Philip Thomas Bezanson (January 6, 1916 – March 11, 1975) was an American composer and educator.

Life
Born in Athol, Massachusetts, he graduated from Yale University School of Music in 1940 and after war services enrolled in the graduate program of composition at the State University of Iowa where he joined its faculty eight years later. In 1951 he received his Ph.D. and later became head of composition. He was made a professor in 1961. He was given a Distinguished Alumnus award by Yale.

A prolific and productive composer, Bezanson won several prestigious awards and received commissions from, among others, Dimitri Mitropoulos, who commissioned a piano concerto in 1952. His most famous work is perhaps the opera Golden Child, written in 1960 to a libretto by Paul Engle. The work was commissioned by the NBC Opera Theatre and first performed on television on the Hallmark Hall of Fame program. Several of his vocal and choral works use texts by Engle as well.

His notable students included Olly Wilson, M. William Karlins, Karen Tarlow, and James Yannatos. 

He was a National Patron of Delta Omicron, an international professional music fraternity.

List of works

Stage works

 Golden Child, opera in 3 acts (1960)

[Dataset rows]
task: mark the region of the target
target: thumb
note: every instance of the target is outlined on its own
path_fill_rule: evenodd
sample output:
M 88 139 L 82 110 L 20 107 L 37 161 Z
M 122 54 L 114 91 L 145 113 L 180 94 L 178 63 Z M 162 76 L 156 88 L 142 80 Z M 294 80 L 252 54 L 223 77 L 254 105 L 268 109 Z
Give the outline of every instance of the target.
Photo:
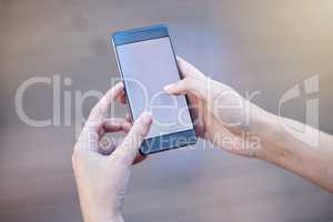
M 164 91 L 170 94 L 189 94 L 192 93 L 201 99 L 208 97 L 208 83 L 205 79 L 185 78 L 178 82 L 164 87 Z
M 120 147 L 113 152 L 112 158 L 127 165 L 131 165 L 150 130 L 151 123 L 152 115 L 149 112 L 143 112 L 138 120 L 135 120 Z

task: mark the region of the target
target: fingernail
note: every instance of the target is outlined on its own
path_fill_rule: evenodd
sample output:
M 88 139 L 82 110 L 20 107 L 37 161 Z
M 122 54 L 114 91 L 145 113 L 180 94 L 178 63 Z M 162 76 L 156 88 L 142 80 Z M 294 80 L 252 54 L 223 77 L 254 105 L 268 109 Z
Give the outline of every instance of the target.
M 143 124 L 150 124 L 152 122 L 152 114 L 150 112 L 142 113 L 141 121 Z
M 163 89 L 164 89 L 164 91 L 169 92 L 172 90 L 172 88 L 173 88 L 173 84 L 167 84 Z

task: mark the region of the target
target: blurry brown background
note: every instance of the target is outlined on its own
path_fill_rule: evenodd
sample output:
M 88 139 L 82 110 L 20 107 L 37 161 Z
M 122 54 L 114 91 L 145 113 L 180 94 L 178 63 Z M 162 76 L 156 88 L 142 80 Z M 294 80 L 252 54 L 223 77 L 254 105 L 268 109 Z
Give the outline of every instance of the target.
M 178 54 L 242 94 L 260 90 L 255 103 L 275 113 L 290 87 L 319 74 L 320 129 L 333 133 L 332 0 L 0 0 L 1 222 L 81 221 L 70 162 L 74 121 L 64 127 L 62 113 L 61 127 L 21 122 L 19 85 L 60 74 L 72 80 L 62 91 L 105 91 L 118 75 L 109 32 L 161 22 L 169 23 Z M 303 121 L 305 99 L 285 104 L 283 114 Z M 94 102 L 85 102 L 85 114 Z M 51 118 L 50 85 L 30 88 L 24 110 Z M 333 221 L 333 195 L 265 162 L 188 149 L 134 168 L 124 216 Z

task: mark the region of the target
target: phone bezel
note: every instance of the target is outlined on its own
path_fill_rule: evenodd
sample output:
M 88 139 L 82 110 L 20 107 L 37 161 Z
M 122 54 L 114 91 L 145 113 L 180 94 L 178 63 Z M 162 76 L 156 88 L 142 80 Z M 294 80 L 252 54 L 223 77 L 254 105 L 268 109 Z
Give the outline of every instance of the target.
M 147 40 L 151 40 L 151 39 L 159 39 L 159 38 L 163 38 L 163 37 L 168 37 L 170 40 L 174 62 L 176 64 L 178 73 L 181 79 L 182 77 L 181 77 L 181 72 L 180 72 L 178 63 L 176 63 L 173 44 L 172 44 L 170 34 L 169 34 L 168 27 L 165 24 L 158 24 L 158 26 L 152 26 L 152 27 L 119 31 L 111 36 L 111 41 L 112 41 L 112 46 L 113 46 L 113 50 L 114 50 L 115 59 L 117 59 L 117 64 L 118 64 L 118 69 L 119 69 L 121 79 L 124 84 L 125 94 L 128 94 L 127 83 L 124 81 L 123 72 L 121 69 L 120 61 L 119 61 L 117 47 L 122 46 L 122 44 L 140 42 L 140 41 L 147 41 Z M 189 109 L 189 99 L 186 95 L 185 95 L 185 99 L 186 99 L 186 107 Z M 133 114 L 132 114 L 132 108 L 131 108 L 131 104 L 130 104 L 128 98 L 127 98 L 127 102 L 128 102 L 128 108 L 129 108 L 128 110 L 130 112 L 131 120 L 134 121 Z M 191 115 L 191 112 L 190 112 L 190 115 Z M 140 148 L 140 153 L 147 155 L 147 154 L 151 154 L 151 153 L 157 153 L 157 152 L 162 152 L 162 151 L 176 149 L 176 148 L 181 148 L 181 147 L 185 147 L 185 145 L 195 144 L 198 139 L 196 139 L 196 134 L 195 134 L 192 115 L 191 115 L 191 121 L 192 121 L 193 128 L 190 130 L 145 139 Z M 179 140 L 180 138 L 182 140 Z M 162 145 L 162 149 L 161 149 L 162 141 L 167 141 L 167 142 L 164 145 Z

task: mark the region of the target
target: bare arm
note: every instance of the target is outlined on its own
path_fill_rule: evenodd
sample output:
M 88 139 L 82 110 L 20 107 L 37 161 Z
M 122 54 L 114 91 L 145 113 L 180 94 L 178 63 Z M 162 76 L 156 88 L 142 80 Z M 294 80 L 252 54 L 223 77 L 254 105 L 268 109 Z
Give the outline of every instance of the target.
M 260 158 L 333 192 L 333 137 L 307 127 L 317 134 L 317 144 L 310 145 L 287 132 L 281 124 L 283 120 L 269 117 L 266 128 L 259 132 L 264 145 Z
M 280 165 L 333 193 L 332 135 L 269 113 L 232 88 L 206 78 L 189 62 L 179 58 L 178 63 L 183 79 L 167 85 L 164 90 L 171 94 L 189 95 L 201 138 L 234 154 Z M 244 117 L 251 121 L 244 121 Z M 285 121 L 305 127 L 309 133 L 293 137 L 283 128 Z M 309 145 L 306 137 L 313 134 L 317 141 Z M 260 148 L 252 148 L 253 138 L 259 138 Z

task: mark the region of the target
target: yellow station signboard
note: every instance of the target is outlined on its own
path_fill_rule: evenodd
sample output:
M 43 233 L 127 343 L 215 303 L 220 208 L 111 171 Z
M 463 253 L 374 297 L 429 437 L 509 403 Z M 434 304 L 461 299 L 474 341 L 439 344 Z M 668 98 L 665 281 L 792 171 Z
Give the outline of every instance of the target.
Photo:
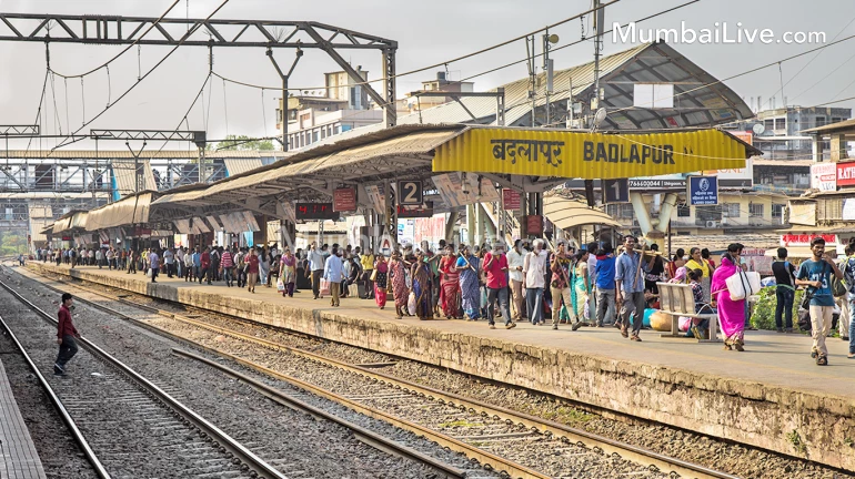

▶ **Exercise tasks**:
- 1) Revise the stretch of the records from their start through the line containing "M 164 91 L 170", replacing "thumb" with "index finger" and changing nothing else. Please leave the pictures out of your answer.
- 2) Carry on the piece about the composer Philip Bezanson from the point where it stops.
The text and the records come from separate, unrelated sources.

▶ **Results in order**:
- 1)
task: mark the region of the target
target: index finger
note: every instance of the target is outlined on its own
path_fill_rule: evenodd
sample output:
M 88 139 L 82 110 L 20 107 L 37 161 Z
M 122 54 L 114 91 L 145 113 L 180 94 L 178 63 Z M 162 76 L 156 88 L 142 80 Z M 294 80 L 252 54 L 223 77 L 254 105 L 268 109 Z
Give the outline of every instance of the target.
Photo:
M 164 91 L 170 94 L 189 94 L 192 93 L 201 99 L 208 97 L 208 83 L 205 79 L 185 78 L 178 82 L 164 87 Z

- 2)
 Stranger in Eden, opera in 3 acts (1963)

Orchestral works

 Symphony no 1 in b
 Symphony no 2
 Cyrano de Bergerac, overture
 Dance scherzo
 Fantasy, fugue and finale for strings (1951)
 Concerto for piano and orchestra (1952)
 Rondo-prelude for orchestra (1954)
 Anniversary Overture (1956)
 Capriccio Concertante (1967)
 Sinfonia Concertante (1971)

Chamber works

 Children's suite, piano (1946)
 Sextet for woodwinds and piano (1956)
 Divertimento for eight wind instruments
 Duo for cello and piano (1965)
 Brass sextet (1974)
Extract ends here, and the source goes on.